What you are asked to do:
Can you reproduce the material below with every "visible part" replaced by "visible area" and nothing else altered?

---------- Listing

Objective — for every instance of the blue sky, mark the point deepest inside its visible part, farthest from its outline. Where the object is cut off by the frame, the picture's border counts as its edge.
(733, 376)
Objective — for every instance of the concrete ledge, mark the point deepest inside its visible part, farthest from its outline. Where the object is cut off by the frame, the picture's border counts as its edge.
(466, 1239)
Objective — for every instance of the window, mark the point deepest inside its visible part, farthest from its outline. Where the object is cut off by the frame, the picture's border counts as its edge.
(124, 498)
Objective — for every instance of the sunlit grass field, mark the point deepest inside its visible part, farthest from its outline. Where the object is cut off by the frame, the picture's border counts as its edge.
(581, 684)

--------------------

Result of the task:
Objective — for every instance of the blue sky, mark the point deepest inside its visible area, farthest from its outline. Where the object is cut off by the frame, the picture's border counts as its edge.
(733, 376)
Objective — for every instance of the concrete ledge, mark the point deepest inside its visible area, farthest from its outline. Where the object is cut off by the frame, the picture's border counts as its edge.
(466, 1239)
Objective — for every instance of the window, mark the point deepest inside its visible area, farthest from its outline. Where the object is cut off by the frame, the picture's border counts as its edge.
(124, 498)
Objective — for every instance of the sunlit grass field, mark the point deepest inside its visible area, farthest from its outline. Where the object is cut off by the frame, the picture's border counts as its edge.
(581, 684)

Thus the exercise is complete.